### [Consegna]
Dì se queste affermazioni concordano con il brano sull'Arabia Saudita: 1. L'incontro tra Mohammed bin Salman e il Caricom si è tenuto a Riad. 2. Il Caricom riunisce venti paesi. 3. Nella corsa per Expo 2030 l'Italia è arrivata seconda. Per ognuna rispondi sì o no e riporta tra virgolette le parole del brano che decidono.

### [Brano]
Il 16 novembre scorso il governo saudita ha dato notizia di un incontro a Riad tra il principe ereditario Mohammed bin Salman e i rappresentanti del Caricom, l’organizzazione che riunisce i paesi dei Caraibi, che hanno scelto la capitale dell’Arabia Saudita per il proprio summit. Mbs, come viene sbrigativamente chiamato l’uomo forte del regno saudita, è passato per un saluto e per una foto di gruppo con i capi di stato dei 15 paesi che aderiscono all’istituzione caraibica. Raccontata così, sembra normale routine diplomatica. Se però ci ricordiamo come è fatta la mappa del mondo, non si può fare a meno di chiedersi: ma che c’entrano i Caraibi con i sauditi? Guardando Riad, è difficile immaginare un luogo più lontano e diverso dalle Bahamas o dalla Giamaica.

Il fatto è che oggi l’Arabia Saudita c’entra con tutto e con tutti. Quella che un tempo era una media potenza locale chiusa al mondo e concentrata solo sulla produzione di petrolio, sta adesso emergendo come il catalizzatore di eventi epocali che segnano la geopolitica, l’economia, lo sport, la religione. Non ci voleva la straripante vittoria nella corsa per aggiudicarsi Expo 2030 per accorgersene ed è ingenuo e riduttivo pensare che sia solo una questione di petrodollari. Certo, l’Arabia ha ricchezze sterminate e non le nasconde, ma non si incassano 119 voti su 165 in una competizione così delicata e globale semplicemente facendo promesse, né tantomeno comprando favori. Riad è impegnata in un’offensiva di soft power planetario di cui la riunione del Caricom è solo un piccolo, ma significativo esempio. I quindici voti che presumibilmente ha incassato dopo aver ospitato quel vertice, già da soli equivalgono praticamente a tutti quelli che l’Italia, terza classificata con sole 17 preferenze, si è trovata a raccogliere dopo aver pensato che bastasse sbandierare il Colosseo e Russell Crowe nei panni del “Gladiatore” per portare l’Expo a Roma.

### [Dati estratti]
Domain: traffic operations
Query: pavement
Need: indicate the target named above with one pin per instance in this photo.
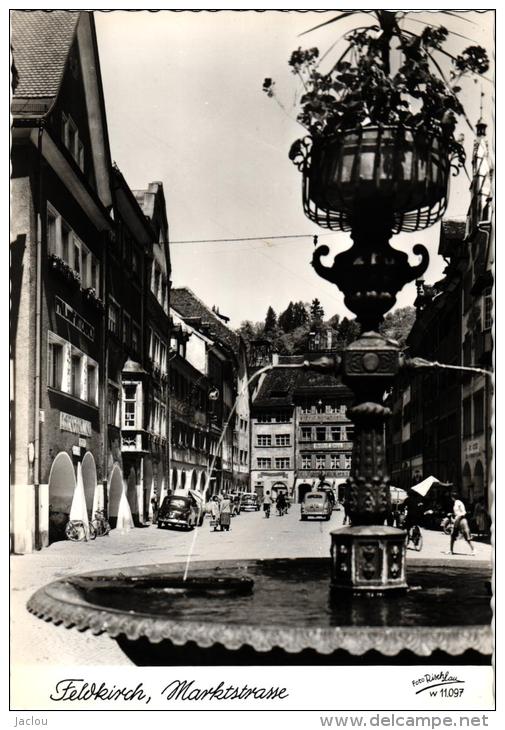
(252, 536)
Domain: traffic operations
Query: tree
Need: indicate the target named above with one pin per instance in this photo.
(270, 321)
(398, 323)
(286, 319)
(300, 315)
(316, 310)
(348, 331)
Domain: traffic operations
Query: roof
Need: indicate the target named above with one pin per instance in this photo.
(454, 228)
(295, 382)
(41, 41)
(190, 307)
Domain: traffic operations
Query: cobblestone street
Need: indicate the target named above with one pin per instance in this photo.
(251, 536)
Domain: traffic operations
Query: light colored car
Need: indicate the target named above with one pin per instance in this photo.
(316, 504)
(249, 502)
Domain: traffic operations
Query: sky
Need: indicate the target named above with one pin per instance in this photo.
(185, 106)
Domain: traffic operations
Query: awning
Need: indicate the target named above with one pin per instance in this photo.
(424, 487)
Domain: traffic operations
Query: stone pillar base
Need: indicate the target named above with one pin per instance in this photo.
(368, 559)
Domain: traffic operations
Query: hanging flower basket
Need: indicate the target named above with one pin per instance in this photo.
(380, 130)
(93, 299)
(64, 271)
(405, 173)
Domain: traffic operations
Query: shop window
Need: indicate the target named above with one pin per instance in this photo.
(488, 309)
(71, 140)
(478, 412)
(126, 329)
(92, 381)
(135, 338)
(113, 405)
(336, 433)
(76, 371)
(55, 365)
(282, 439)
(132, 405)
(282, 463)
(114, 313)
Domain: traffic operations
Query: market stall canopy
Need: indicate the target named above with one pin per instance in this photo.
(424, 487)
(398, 496)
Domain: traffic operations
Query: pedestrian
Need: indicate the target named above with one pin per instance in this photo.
(281, 504)
(155, 509)
(215, 512)
(225, 513)
(347, 500)
(267, 504)
(460, 522)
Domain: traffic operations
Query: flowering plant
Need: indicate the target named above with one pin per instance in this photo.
(61, 267)
(362, 90)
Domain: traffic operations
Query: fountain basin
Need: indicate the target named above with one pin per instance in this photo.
(446, 612)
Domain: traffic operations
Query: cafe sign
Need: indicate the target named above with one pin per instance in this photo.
(74, 424)
(75, 319)
(472, 448)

### [Risposta corretta]
1. Sì: "un incontro a Riad tra il principe ereditario Mohammed bin Salman e i rappresentanti del Caricom"
2. No: "i capi di stato dei 15 paesi che aderiscono all’istituzione caraibica"
3. No: "l’Italia, terza classificata con sole 17 preferenze"